What to do:
- a) According to the SLURM tutorial, which utility submits the *.sbatch file to the work queue?
- b) List every #SBATCH option set in the minimal example of the SLURM tutorial.

Supplied text:
%%

Multi-Node Training using SLURM

This tutorial introduces a skeleton on how to perform distributed training on multiple GPUs over multiple nodes using the SLURM workload manager available at many supercomputing centers. The code is based on our tutorial on single-node multi-GPU training. Please go there first to understand the basics if you are unfamiliar with the concepts of distributed training in .

Note

The complete script of this tutorial can be found at examples/multi_gpu/distributed_sampling_multinode.py. You can find the example *.sbatch file next to it and tune it to your needs.

A submission script to manage startup

As we are now running on multiple nodes, we can no longer use our __main__ entrypoint and start processes from there. This is where the workload manager comes in as it allows us to prepare a special *.sbatch file. This file is a standard bash script with instructions on how to setup the processes and your environment.

Our example starts with the usual shebang #!/bin/bash and special comments instructing which resources the SLURM system should reserve for our training run. Configuration of the specifics usually depends on your site (and your usage limits!). The following is a minimal example which works with a quite unrestricted configuration available to us:

#!/bin/bash
#SBATCH --job-name=pyg-multinode-tutorial # identifier for the job listings
#SBATCH --output=pyg-multinode.log        # outputfile
#SBATCH --partition=gpucloud              # ADJUST this to your system
#SBATCH -N 2                              # number of nodes you want to use
#SBATCH --ntasks=4                        # number of processes to be run
#SBATCH --gpus-per-task=1                 # every process wants one GPU!
#SBATCH --gpu-bind=none                   # NCCL can't deal with task-binding...

This example will create two processes each on two nodes with each process having a single GPU reserved.

In the following part, we have to set up some environment variables for torch.distributed to properly do the rendezvous procedure. In theory you could also set those inside the process:

export MASTER_PORT=$(expr 10000 + $(echo -n $SLURM_JOBID | tail -c 4))
export MASTER_ADDR=$(scontrol show hostnames "$SLURM_JOB_NODELIST" | head -n 1)
echo "MASTER_ADDR:MASTER_PORT="${MASTER_ADDR}:${MASTER_PORT}

If you do not want to let your script randomly open a port and listen for incoming connections, you can also use a file on your shared filesystem.

Now the only thing left to add is the execution of the training script:

srun python distributed_sampling_multinode.py

Note how the python call is prefixed with the srun command and thus --ntasks replicas will be started.

Finally, to submit the *.sbatch file itself into the work queue, use the sbatch utility in your shell:

sbatch distributed_sampling_multinode.sbatch

Using a cluster configured with pyxis-containers

If your cluster supports the pyxis plugin developed by NVIDIA, you can use a ready-to-use container that is updated each month with the latest from NVIDIA and , see here for more information. The container sets up all necessary environment variables from which you can now directly run the example using srun from your command prompt:

srun --partition=<partitionname> -N<num_nodes> --ntasks=<number of GPUS in total> --gpus-per-task=1 --gpu-bind=none --container-name=pyg-test --container-image=<image_url> --container-mounts='.:/workspace' python3 distributed_sampling_multinode.py

Note that --container-mounts='.:/workspace' makes the current folder (which should include the example code) available in the default startup folder workspace of the container.

%%

(Saved entries)
%%

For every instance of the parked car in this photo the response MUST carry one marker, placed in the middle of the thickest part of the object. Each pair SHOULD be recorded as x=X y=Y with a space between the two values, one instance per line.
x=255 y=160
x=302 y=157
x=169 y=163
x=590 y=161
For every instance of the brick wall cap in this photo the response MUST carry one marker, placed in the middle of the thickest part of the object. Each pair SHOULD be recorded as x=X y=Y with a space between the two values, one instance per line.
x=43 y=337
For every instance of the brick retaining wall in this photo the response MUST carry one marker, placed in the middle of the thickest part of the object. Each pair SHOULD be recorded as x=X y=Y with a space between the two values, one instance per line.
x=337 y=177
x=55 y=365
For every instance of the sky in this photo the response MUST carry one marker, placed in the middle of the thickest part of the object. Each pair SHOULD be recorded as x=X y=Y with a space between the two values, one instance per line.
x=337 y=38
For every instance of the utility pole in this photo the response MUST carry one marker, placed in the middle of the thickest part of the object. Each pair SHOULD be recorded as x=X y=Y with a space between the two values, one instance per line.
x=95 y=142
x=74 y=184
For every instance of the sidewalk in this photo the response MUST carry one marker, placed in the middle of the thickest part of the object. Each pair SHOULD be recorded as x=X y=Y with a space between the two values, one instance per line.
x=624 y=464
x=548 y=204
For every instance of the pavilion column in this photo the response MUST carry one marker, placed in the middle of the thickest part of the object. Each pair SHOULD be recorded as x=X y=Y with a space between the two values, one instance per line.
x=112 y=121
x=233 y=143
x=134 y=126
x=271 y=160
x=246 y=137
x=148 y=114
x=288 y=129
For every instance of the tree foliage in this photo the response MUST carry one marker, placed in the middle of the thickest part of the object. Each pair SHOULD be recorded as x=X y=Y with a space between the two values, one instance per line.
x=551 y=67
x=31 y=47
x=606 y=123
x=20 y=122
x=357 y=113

%%

Task solutions:
- a) The sbatch utility.

- b) --job-name, --output, --partition, -N, --ntasks, --gpus-per-task, --gpu-bind